Mule and rider in Grand Canyon National Park

Marking 100 years of Grand Canyon National Park history

By

Britt Lewis

For the first time ever, thousands of high-quality archival materials — photographs, documents and correspondence — chronicling the early history of Grand Canyon National Park (1890–1940) have been made digitally available to the public through a partnership between Arizona State University Library, Northern Arizona University's Cline Library, and Grand Canyon National Park.

Coined "100 Years of Grand," the project commemorates the upcoming centennial of the legislative creation of Grand Canyon National Park in February 1919, and aims to enhance public understanding of the park’s history by weaving together several decades of cultural, geospatial, entrepreneurial, documentary and administrative archival history.

ASU Now sat down with University Archivist Rob Spindler, the project’s director, and ASU librarian Ed Oetting, the senior archival researcher, to discuss the project and the centennial’s significance.

Question: How can the public gain access to these materials, and what can they hope to find?

Spindler: Photographs, ephemera, maps, correspondence and original manuscripts comprise the majority of the digital materials that are now available through three online repositories belonging to Arizona State University, Northern Arizona University and Grand Canyon National Park. Together, they weave a unique tapestry of primary resources of unparalleled depth documenting the seminal early years of the development of Grand Canyon National Park, specifically from 1890–1940. The public can gain access to the repositories through various ways, but the easiest would be through lib.asu.edu/Grand100

Q: How do these archival materials help illuminate the history of Grand Canyon National Park?

Oetting: Through these materials, letters and documents, we learn critical information about the establishment of one of America’s premier national parks, including the balancing of public and commercial uses of public lands and the complex interplay between the federal government, the state of Arizona, and the interests of numerous localities and businesses. The ongoing and persistent irony of the American West is that for all its independence and frontier resilience and perseverance, it is the region of the country most dependent on the federal government and its representatives in U.S. Congress. This was particularly true for the newly minted state of Arizona in the first quarter of the 20th century.

(Location identification entries)
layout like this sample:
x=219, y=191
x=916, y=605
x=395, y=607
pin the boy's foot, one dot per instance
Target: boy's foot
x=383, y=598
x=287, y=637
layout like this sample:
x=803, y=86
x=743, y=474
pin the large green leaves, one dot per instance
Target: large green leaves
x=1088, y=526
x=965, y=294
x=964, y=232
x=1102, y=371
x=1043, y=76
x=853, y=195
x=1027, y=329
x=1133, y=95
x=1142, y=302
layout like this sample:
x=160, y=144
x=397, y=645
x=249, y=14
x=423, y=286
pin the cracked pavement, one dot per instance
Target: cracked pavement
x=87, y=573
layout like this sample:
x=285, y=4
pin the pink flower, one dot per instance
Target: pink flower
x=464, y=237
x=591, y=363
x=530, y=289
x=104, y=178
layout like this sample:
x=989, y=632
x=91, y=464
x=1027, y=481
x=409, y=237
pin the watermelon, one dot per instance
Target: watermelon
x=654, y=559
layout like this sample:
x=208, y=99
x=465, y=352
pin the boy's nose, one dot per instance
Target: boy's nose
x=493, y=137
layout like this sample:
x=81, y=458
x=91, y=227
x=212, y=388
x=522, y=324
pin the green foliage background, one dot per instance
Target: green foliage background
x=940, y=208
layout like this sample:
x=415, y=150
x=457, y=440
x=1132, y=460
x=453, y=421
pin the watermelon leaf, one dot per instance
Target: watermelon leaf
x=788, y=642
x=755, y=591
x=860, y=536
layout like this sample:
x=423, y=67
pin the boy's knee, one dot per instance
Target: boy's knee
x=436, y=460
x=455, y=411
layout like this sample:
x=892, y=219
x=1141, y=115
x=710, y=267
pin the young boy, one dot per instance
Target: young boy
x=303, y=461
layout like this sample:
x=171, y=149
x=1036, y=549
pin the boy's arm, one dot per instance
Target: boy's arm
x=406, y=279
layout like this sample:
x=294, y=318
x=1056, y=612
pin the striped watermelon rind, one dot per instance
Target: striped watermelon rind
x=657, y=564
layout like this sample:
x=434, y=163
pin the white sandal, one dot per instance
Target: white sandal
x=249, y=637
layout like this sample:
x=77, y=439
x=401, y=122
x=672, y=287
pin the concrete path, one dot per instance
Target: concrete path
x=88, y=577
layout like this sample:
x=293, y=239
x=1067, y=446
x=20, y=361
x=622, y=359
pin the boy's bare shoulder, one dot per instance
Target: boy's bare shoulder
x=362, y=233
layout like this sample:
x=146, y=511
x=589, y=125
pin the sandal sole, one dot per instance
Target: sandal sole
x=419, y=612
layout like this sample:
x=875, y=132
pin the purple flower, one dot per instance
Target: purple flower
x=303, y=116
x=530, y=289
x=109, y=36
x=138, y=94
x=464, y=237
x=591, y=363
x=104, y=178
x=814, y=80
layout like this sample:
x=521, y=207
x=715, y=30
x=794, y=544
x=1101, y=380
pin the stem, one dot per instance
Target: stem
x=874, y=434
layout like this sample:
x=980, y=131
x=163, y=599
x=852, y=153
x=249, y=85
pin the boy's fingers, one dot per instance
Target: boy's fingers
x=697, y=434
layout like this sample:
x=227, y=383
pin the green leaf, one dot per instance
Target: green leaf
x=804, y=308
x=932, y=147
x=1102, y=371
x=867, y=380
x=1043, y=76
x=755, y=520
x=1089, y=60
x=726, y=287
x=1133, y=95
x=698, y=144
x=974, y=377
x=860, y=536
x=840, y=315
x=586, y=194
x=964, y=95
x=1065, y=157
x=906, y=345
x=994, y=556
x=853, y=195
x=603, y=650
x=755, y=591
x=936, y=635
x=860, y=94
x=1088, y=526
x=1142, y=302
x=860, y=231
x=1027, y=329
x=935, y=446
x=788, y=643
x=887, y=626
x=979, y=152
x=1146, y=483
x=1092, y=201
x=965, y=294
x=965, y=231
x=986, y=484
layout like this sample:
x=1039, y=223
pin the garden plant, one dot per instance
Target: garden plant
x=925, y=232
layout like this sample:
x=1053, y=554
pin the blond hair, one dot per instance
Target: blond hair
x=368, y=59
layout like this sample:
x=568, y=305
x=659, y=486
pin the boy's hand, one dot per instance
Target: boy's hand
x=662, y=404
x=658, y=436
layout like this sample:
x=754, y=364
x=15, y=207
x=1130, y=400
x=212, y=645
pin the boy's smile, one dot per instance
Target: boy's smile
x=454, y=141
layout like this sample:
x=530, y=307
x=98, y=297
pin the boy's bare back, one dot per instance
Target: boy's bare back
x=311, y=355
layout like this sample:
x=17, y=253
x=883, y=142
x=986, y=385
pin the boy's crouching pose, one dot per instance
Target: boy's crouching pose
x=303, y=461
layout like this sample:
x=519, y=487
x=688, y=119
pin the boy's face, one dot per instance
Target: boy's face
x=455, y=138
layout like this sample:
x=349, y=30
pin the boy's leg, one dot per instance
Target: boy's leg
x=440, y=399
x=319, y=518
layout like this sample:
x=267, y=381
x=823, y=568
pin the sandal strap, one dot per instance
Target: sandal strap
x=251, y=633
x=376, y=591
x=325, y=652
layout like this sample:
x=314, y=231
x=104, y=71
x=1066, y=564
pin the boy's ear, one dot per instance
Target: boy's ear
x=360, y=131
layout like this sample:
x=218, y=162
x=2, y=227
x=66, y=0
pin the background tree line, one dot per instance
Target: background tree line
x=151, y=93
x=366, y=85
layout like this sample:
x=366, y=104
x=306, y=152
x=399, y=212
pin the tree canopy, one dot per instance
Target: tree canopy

▶ [Tasks to carry out]
1 – From the Grand Canyon centennial article, quote the passage starting with "ASU Now sat" and going on through "the centennial’s significance.".
2 – According to the Grand Canyon centennial article, in what month and year was Grand Canyon National Park legislatively created?
3 – List the kinds of digital materials that Spindler says make up the majority of what is available, as given in the Grand Canyon centennial article.

▶ [Solved problems]
1 –
ASU Now sat down with University Archivist Rob Spindler, the project’s director, and ASU librarian Ed Oetting, the senior archival researcher, to discuss the project and the centennial’s significance.

2 – February 1919

3 – Photographs, ephemera, maps, correspondence, original manuscripts